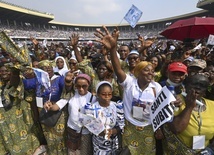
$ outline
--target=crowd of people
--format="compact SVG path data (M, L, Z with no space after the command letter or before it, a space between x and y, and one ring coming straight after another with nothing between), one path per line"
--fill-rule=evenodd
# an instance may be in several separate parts
M36 38L49 38L49 39L67 39L70 36L70 33L78 32L81 40L94 40L94 32L89 31L87 28L82 28L82 30L75 30L75 28L64 28L61 30L59 28L52 28L51 26L44 27L34 27L32 25L10 25L0 23L0 30L7 31L8 35L12 38L19 37L36 37ZM127 29L123 30L121 33L121 39L135 39L136 33L141 33L143 36L153 37L158 36L159 32L161 32L163 28L141 28L141 30L136 29Z
M85 44L73 33L66 44L31 38L17 45L1 33L0 154L214 154L207 38L139 35L125 44L105 26L94 35ZM175 90L174 114L154 131L150 107L164 86Z

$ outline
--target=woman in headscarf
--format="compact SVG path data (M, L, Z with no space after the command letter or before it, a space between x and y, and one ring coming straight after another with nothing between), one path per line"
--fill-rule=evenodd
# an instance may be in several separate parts
M54 68L54 73L58 73L61 76L65 76L65 73L68 72L68 66L65 61L65 58L58 56L55 59L56 67Z
M68 155L92 154L91 134L79 117L79 113L84 113L87 103L96 101L96 97L88 91L90 84L91 77L87 74L79 74L74 80L75 94L68 102Z
M123 134L123 144L127 145L132 154L150 154L155 155L155 138L150 121L149 106L155 100L156 94L162 87L154 82L154 68L150 62L142 61L134 68L132 77L121 69L117 57L117 39L119 31L115 29L112 34L103 26L105 33L97 30L95 34L108 50L112 65L119 81L123 87L123 103L126 125ZM137 111L142 114L138 117Z
M0 67L0 154L32 155L39 140L32 130L33 115L30 103L25 100L20 70Z
M40 61L39 68L47 72L50 79L50 88L45 89L41 95L44 106L54 105L61 99L61 95L65 87L65 77L54 74L53 67L48 60ZM65 124L67 115L66 112L64 112L66 108L63 109L62 107L60 110L63 110L63 112L54 127L42 124L43 132L47 140L48 154L63 155L67 153L65 146Z

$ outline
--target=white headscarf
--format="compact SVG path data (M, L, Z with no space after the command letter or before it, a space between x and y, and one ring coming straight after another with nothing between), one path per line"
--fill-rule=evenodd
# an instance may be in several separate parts
M54 68L54 72L58 72L61 76L65 76L65 73L68 72L68 66L67 66L67 63L66 63L65 59L64 59L62 56L57 56L57 57L55 58L55 63L56 63L56 61L57 61L59 58L62 59L62 60L64 61L64 66L63 66L62 69L59 69L59 68L56 66L56 67Z

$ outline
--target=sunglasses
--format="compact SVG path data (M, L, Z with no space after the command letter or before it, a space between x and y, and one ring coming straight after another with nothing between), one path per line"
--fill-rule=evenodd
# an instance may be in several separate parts
M73 66L75 66L77 63L75 63L75 62L69 62L69 65L73 65Z
M88 88L88 85L76 85L75 87L76 87L77 89L81 89L81 88L87 89L87 88Z
M137 60L138 58L139 58L138 56L128 57L128 60L132 60L132 59Z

..............................

◆ What you will do ◆
Lay out every line of the material above as a Markdown table with the columns Row and Line, numbering the rows and skipping blank lines. Leave the picture out of the table.

◆ Answer to the exercise ◆
| Row | Line |
|---|---|
| 1 | $ outline |
| 2 | --target=crowd of people |
| 3 | --format="compact SVG path data (M, L, Z with no space after the command letter or before it, a space between x and y, and one ring coming straight after another with nothing between), one path per line" |
| 4 | --fill-rule=evenodd |
| 5 | # an instance may be in several separate parts |
| 6 | M36 38L49 38L49 39L67 39L70 36L70 33L78 32L81 40L94 40L94 32L89 31L87 28L82 28L82 30L75 30L75 28L64 28L61 30L59 28L52 28L51 26L44 27L34 27L32 25L10 25L0 23L0 30L7 31L8 35L12 38L19 37L36 37ZM127 29L123 30L121 33L121 39L135 39L136 33L141 33L143 36L153 37L158 36L159 32L161 32L163 28L141 28L141 30L136 29Z |
| 7 | M85 44L73 33L66 44L31 38L17 45L1 33L0 154L214 154L207 38L139 35L125 44L105 26L94 35ZM175 90L174 114L154 131L150 107L164 86Z |
| 8 | $ outline |
| 9 | --target=woman in headscarf |
| 10 | --format="compact SVG path data (M, L, Z with no space after the command letter or before it, a space between x and y, and one ring coming straight after another with nothing between), one path per line" |
| 11 | --fill-rule=evenodd |
| 12 | # an instance may be in several separate parts |
| 13 | M54 68L54 73L58 73L61 76L65 76L65 73L68 72L68 66L65 61L65 58L58 56L55 59L56 67Z |
| 14 | M68 155L92 154L91 134L79 117L79 113L84 113L87 103L96 101L96 97L88 91L90 84L91 77L87 74L79 74L74 80L75 94L68 102Z |
| 15 | M123 134L123 144L127 145L132 154L150 154L155 155L155 138L150 121L149 106L155 100L156 94L162 87L154 82L154 68L150 62L142 61L134 68L132 77L121 69L117 57L117 39L119 31L115 29L112 34L103 26L105 33L97 30L95 34L108 50L112 65L119 81L123 87L123 103L126 125ZM137 111L142 114L138 117Z |
| 16 | M0 67L0 154L32 155L39 140L32 130L33 115L30 103L25 100L20 70Z |
| 17 | M40 61L39 68L47 72L50 79L50 88L45 89L41 95L44 106L54 105L61 99L61 95L65 87L65 77L54 74L53 67L48 60ZM65 124L67 115L66 112L64 112L66 108L63 109L62 107L60 110L63 110L63 112L54 127L42 124L43 132L47 140L48 154L63 155L67 153L65 146Z |
| 18 | $ outline |
| 19 | --target=white headscarf |
| 20 | --format="compact SVG path data (M, L, Z with no space after the command letter or before it, a space between x and y, and one ring coming straight after another with nothing between), one path per line" |
| 21 | --fill-rule=evenodd |
| 22 | # an instance may be in several separate parts |
| 23 | M54 68L54 72L58 72L61 76L65 76L65 73L68 72L68 66L67 66L67 63L66 63L65 59L64 59L62 56L57 56L57 57L55 58L55 63L56 63L56 61L57 61L59 58L62 59L62 60L64 61L64 66L63 66L62 69L59 69L59 68L56 66L56 67Z |
| 24 | $ outline |
| 25 | --target=sunglasses |
| 26 | --format="compact SVG path data (M, L, Z with no space after the command letter or before it, a space between x and y, and one ring coming straight after another with nothing between), one path per line" |
| 27 | --fill-rule=evenodd |
| 28 | # an instance may be in several separate parts |
| 29 | M73 66L75 66L77 63L75 63L75 62L69 62L69 65L73 65Z |
| 30 | M88 88L88 85L76 85L75 87L76 87L77 89L81 89L81 88L87 89L87 88Z |
| 31 | M137 60L138 58L139 58L138 56L128 57L128 60L132 60L132 59Z |